§ Task to complete
Copy exactly, and copy only, the lines from the one bearing "the wristwatch, the" through the final line of the records.

§ Records for the exercise
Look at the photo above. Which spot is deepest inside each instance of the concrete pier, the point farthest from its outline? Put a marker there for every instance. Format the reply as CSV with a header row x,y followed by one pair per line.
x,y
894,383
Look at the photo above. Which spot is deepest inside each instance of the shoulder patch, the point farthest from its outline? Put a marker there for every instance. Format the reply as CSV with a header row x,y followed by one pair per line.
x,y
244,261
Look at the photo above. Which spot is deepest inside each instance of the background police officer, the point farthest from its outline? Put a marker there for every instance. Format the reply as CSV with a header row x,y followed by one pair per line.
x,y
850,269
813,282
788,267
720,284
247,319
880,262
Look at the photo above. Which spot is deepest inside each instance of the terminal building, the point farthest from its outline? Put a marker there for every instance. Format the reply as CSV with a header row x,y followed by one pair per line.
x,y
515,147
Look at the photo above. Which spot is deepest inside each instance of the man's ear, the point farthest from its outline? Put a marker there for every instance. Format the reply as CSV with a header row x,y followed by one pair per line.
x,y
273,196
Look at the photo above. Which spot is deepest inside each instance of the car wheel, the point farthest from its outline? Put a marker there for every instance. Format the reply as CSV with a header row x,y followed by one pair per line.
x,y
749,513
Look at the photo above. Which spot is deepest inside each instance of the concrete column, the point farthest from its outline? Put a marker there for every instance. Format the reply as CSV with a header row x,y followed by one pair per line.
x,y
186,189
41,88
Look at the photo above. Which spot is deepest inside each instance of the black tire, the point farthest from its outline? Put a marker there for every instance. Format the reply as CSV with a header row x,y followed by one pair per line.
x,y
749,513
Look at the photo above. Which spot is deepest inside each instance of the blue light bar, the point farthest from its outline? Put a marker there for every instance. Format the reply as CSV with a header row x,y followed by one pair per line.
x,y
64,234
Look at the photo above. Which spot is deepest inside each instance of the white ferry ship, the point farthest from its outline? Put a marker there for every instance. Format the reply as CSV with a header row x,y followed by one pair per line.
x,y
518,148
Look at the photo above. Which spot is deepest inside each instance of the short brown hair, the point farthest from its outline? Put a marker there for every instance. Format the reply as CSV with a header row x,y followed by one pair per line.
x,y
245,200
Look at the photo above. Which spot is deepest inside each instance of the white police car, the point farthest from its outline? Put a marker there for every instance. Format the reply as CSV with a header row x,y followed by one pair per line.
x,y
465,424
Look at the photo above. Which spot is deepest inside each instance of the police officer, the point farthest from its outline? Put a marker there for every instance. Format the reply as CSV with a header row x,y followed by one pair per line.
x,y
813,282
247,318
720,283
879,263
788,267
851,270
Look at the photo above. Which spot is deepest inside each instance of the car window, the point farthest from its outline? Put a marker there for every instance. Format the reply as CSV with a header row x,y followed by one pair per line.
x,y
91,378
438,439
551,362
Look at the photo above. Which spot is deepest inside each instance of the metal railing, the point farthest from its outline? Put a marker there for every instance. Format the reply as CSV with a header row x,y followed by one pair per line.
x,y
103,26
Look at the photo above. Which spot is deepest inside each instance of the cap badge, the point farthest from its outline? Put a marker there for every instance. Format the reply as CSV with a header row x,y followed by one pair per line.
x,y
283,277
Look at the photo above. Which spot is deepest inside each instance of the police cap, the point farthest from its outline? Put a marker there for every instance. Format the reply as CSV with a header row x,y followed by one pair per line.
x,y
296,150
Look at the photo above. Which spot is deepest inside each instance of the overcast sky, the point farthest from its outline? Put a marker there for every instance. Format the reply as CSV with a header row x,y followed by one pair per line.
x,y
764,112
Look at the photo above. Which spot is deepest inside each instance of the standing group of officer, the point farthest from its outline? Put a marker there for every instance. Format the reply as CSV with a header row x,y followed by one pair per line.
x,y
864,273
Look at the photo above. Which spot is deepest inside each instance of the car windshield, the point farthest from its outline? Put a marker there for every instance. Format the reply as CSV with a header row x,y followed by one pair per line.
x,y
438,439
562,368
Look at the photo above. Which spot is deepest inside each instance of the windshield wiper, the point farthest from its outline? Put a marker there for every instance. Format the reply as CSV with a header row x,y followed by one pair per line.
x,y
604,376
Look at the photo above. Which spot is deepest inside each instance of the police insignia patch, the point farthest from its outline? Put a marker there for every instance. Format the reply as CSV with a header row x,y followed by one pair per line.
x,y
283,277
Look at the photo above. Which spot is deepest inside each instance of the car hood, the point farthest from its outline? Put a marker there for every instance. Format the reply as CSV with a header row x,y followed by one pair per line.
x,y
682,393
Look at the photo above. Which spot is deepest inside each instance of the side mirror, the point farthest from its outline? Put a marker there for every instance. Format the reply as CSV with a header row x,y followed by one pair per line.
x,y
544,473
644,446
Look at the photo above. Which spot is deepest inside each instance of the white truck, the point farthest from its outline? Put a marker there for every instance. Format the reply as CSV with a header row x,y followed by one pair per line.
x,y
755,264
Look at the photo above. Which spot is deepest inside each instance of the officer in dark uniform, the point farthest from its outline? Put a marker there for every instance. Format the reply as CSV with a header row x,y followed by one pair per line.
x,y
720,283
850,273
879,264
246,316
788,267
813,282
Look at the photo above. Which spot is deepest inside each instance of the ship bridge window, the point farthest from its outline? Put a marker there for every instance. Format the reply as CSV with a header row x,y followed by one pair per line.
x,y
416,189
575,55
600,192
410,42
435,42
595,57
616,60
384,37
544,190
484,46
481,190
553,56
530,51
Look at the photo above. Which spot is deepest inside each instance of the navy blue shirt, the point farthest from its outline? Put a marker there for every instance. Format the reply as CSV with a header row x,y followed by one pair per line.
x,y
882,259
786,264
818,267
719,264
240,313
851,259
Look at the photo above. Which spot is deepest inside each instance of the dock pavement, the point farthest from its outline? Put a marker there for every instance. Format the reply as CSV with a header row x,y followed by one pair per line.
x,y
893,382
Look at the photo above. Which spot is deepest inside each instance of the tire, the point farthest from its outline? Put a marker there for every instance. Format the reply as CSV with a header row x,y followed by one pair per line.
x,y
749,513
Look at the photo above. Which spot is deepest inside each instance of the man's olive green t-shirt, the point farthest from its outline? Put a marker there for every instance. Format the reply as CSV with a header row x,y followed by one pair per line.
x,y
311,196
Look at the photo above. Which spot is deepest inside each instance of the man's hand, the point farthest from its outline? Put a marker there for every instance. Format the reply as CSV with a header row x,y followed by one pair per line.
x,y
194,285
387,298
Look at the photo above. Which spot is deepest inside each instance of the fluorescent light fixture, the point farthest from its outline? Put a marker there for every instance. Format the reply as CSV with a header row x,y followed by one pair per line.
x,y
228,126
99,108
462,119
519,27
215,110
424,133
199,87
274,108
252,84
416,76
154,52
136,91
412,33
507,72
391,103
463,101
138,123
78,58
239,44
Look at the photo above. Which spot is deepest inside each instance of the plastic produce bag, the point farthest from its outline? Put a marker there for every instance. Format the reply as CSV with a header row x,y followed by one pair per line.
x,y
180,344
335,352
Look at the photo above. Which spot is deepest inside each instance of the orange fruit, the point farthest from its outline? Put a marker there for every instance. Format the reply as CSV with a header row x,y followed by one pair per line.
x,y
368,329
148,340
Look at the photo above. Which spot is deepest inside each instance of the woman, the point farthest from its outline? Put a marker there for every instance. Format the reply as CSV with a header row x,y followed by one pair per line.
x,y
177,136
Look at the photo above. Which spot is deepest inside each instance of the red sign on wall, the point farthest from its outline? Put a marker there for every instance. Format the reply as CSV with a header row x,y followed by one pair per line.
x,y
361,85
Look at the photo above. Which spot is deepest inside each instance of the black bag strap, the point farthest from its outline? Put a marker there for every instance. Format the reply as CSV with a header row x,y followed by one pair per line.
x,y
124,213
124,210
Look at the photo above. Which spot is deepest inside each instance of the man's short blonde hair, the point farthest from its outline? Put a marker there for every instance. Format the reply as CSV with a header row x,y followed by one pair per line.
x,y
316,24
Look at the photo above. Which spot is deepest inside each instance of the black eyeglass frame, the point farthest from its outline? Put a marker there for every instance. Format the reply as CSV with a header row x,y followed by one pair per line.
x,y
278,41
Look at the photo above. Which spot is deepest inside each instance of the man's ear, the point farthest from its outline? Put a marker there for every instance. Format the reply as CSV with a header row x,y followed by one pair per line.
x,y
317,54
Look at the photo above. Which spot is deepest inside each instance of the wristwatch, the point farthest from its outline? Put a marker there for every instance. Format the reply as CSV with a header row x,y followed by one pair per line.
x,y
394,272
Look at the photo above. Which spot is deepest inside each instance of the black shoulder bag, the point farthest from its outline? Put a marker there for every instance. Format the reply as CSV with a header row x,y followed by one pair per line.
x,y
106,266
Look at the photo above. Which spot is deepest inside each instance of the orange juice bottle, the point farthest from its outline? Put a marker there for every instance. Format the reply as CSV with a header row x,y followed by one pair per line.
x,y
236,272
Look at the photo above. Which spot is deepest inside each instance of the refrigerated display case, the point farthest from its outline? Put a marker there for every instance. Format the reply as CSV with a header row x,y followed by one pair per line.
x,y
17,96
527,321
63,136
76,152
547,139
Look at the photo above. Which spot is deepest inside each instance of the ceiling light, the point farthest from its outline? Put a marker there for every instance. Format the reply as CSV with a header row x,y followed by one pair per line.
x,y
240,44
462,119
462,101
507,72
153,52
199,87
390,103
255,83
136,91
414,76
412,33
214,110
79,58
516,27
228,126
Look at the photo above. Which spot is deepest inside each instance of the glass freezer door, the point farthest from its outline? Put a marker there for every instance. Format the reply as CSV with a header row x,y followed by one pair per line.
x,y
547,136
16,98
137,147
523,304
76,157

§ Solution for this exercise
Look at the photo above. Which spot is deepest inside each instance of the wristwatch, the point farthest from its outline? Put a marker there for every instance. Format the reply as CSV with a header row x,y followed by one pair per line.
x,y
394,272
Look at the photo above. Which spot is deepest inside each instance of the black shoulder bag, the point farthest from its outline? Put a marker there for every instance. Format the reply as CSV with a header row x,y followed by one pair per line.
x,y
106,266
Look at the photo above. Which spot is deepest inside each instance of the orange juice bottle, the point farthest from its outline? Put a marker there for every instance. Format the reply as CSV with a header row x,y followed by one pair per line.
x,y
236,272
Look at the photo above. Which spot is deepest inside each instance of the refrigerated display case, the point farthest from its outline? Put a marker there for every instance. Format the reply as CSV with a header row x,y followed by one pair per line.
x,y
17,96
527,321
63,136
76,152
547,139
Look at the photo above. Which spot is deepest inside each instance of the ceiling light, the point farthest from its outline? Put a marker there for every instance. Format the reply as CSV with a header row x,y followed by one pair per line.
x,y
240,44
462,119
462,101
507,72
153,52
199,87
390,103
255,83
136,91
414,76
412,33
214,110
79,58
516,27
228,126
Look at the photo above. Which spot is deepest inside each instance of the glass freezer door, the point farthest from its outline? Put a marker there for every instance. Format the reply as CSV with a header row x,y followed by one pair per line.
x,y
547,136
16,98
137,147
523,304
76,157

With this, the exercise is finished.